Today’s implant surgery increased Lindsey from a B-cup to a C-cup and launches an industry that 50 years from now will be as controversial as it is successful. In the future you will be able to do a Web search (the “Web” is a thing that a 6-year-old nerd named Tim Berners-Lee will, when he is 36, invent in 1991) for “breast implant” or “Timmie Jean Lindsey” and you will find myriad articles declaring either the total success or total failure of her surgery. Many websites, mostly from the cosmetic surgery industry or individual plastic surgeons, will declare her implant surgery to be still flawless 50 years later, and that surgeries like Lindsey’s provide “a new sense of confidence for women.” Other sites will detail the years of pain Lindsey has undergone and her desire to remove the implants coupled with her fear of another surgery.

WORK TO COMPLETE — Reproduce the passage about Lindsey's implant surgery from "Today’s implant surgery" up to and including "of another surgery.", word for word.

AVAILABLE DATA —
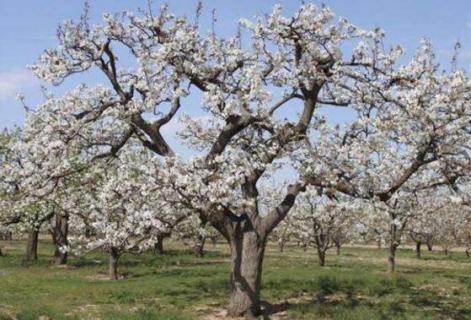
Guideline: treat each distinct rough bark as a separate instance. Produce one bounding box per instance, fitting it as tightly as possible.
[110,248,120,280]
[228,221,266,318]
[25,229,39,261]
[53,215,69,265]
[154,236,165,255]
[415,241,422,259]
[426,241,433,251]
[278,239,285,252]
[388,243,397,273]
[317,247,326,267]
[191,237,206,258]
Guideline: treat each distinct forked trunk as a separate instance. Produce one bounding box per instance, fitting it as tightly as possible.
[427,241,433,251]
[415,241,422,259]
[110,248,119,280]
[228,222,266,318]
[26,229,39,261]
[53,215,69,265]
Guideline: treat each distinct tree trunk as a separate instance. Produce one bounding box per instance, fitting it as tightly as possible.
[26,229,39,261]
[317,247,326,267]
[228,221,266,318]
[427,241,433,251]
[278,239,285,252]
[53,215,69,265]
[388,243,397,273]
[154,236,165,255]
[415,241,422,259]
[110,248,119,280]
[191,237,206,258]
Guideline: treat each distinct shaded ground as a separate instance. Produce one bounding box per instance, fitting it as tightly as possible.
[0,241,471,320]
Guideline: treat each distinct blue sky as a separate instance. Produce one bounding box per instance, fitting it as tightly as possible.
[0,0,471,128]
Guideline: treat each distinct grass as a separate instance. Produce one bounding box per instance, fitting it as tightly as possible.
[0,241,471,320]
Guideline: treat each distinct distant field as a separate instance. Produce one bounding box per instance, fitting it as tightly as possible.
[0,240,471,320]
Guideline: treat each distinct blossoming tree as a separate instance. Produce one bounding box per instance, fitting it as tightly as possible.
[20,4,469,316]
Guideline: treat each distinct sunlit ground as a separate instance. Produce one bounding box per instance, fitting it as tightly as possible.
[0,240,471,320]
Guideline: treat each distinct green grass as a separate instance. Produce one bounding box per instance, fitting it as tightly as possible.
[0,241,471,320]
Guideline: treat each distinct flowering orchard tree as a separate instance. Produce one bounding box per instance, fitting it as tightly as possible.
[65,147,187,280]
[291,188,361,266]
[0,130,58,261]
[25,4,469,316]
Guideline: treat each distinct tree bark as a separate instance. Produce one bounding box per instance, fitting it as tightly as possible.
[427,241,433,251]
[317,247,326,267]
[110,248,119,280]
[191,237,206,258]
[53,215,69,265]
[228,221,266,318]
[154,236,165,255]
[415,241,422,259]
[278,239,285,252]
[25,229,39,261]
[388,243,397,273]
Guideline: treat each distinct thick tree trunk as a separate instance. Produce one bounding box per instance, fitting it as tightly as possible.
[317,247,326,267]
[415,241,422,259]
[191,237,206,258]
[25,229,39,261]
[427,241,433,251]
[228,221,266,318]
[53,215,69,265]
[388,243,397,273]
[154,236,165,255]
[278,239,285,252]
[110,248,119,280]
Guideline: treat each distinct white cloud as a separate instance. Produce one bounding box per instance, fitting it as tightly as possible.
[0,69,39,101]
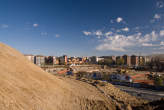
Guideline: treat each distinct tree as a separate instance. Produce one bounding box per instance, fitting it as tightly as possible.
[154,77,163,86]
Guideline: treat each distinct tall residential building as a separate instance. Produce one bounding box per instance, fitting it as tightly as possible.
[122,55,131,66]
[59,55,67,65]
[131,55,139,66]
[138,56,145,66]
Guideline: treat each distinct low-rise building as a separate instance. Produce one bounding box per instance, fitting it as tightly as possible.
[35,55,45,66]
[122,55,131,66]
[24,55,35,63]
[59,55,68,65]
[131,55,139,66]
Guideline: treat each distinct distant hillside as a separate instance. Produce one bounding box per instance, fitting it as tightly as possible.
[0,43,115,110]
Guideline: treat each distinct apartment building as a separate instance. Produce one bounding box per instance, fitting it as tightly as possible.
[131,55,139,66]
[35,55,45,66]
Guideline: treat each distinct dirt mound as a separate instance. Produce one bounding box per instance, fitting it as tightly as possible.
[133,98,164,110]
[76,78,147,110]
[0,43,115,110]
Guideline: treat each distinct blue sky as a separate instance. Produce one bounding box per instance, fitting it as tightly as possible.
[0,0,164,56]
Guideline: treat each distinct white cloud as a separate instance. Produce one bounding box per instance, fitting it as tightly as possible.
[83,31,92,36]
[110,19,114,23]
[55,34,60,38]
[116,17,123,23]
[1,24,9,28]
[94,30,103,38]
[154,14,161,19]
[156,1,164,8]
[160,30,164,36]
[33,23,39,27]
[96,31,159,51]
[121,27,129,32]
[40,32,48,36]
[96,34,135,51]
[105,31,112,37]
[142,43,159,47]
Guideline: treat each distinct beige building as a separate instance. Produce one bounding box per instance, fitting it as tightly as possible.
[24,55,35,63]
[35,55,45,66]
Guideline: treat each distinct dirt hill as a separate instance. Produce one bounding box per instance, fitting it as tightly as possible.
[0,43,115,110]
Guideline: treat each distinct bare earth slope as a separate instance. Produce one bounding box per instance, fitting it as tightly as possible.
[0,43,115,110]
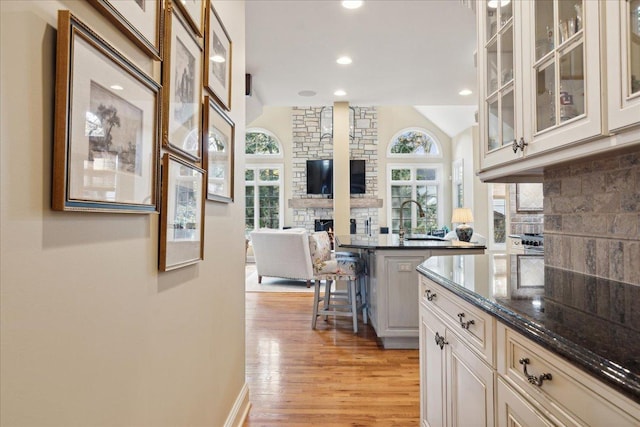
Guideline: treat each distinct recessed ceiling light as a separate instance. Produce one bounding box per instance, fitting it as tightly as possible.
[342,0,364,9]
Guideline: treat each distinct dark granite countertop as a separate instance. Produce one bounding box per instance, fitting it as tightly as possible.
[336,234,486,250]
[418,253,640,402]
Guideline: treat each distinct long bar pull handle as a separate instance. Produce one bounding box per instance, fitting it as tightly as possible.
[519,357,552,387]
[436,332,449,350]
[458,313,476,329]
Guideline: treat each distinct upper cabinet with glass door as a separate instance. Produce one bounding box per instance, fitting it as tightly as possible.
[478,0,522,171]
[606,0,640,132]
[478,0,602,174]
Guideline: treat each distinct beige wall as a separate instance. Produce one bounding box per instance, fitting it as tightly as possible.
[0,0,245,427]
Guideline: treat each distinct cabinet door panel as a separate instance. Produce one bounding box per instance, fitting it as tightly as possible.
[420,307,446,427]
[496,378,559,427]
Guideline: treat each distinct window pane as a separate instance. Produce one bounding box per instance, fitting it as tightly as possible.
[244,185,255,234]
[260,169,280,181]
[391,169,411,181]
[416,168,436,181]
[258,185,280,228]
[245,132,280,155]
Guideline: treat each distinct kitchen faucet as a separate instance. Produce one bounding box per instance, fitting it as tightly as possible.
[398,200,424,242]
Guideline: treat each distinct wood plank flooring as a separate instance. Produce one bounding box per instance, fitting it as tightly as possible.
[244,292,420,427]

SOLVED EXERCISE —
Today’s implant surgery increased Lindsey from a B-cup to a C-cup and launches an industry that 50 years from now will be as controversial as it is successful. In the future you will be able to do a Web search (the “Web” is a thing that a 6-year-old nerd named Tim Berners-Lee will, when he is 36, invent in 1991) for “breast implant” or “Timmie Jean Lindsey” and you will find myriad articles declaring either the total success or total failure of her surgery. Many websites, mostly from the cosmetic surgery industry or individual plastic surgeons, will declare her implant surgery to be still flawless 50 years later, and that surgeries like Lindsey’s provide “a new sense of confidence for women.” Other sites will detail the years of pain Lindsey has undergone and her desire to remove the implants coupled with her fear of another surgery.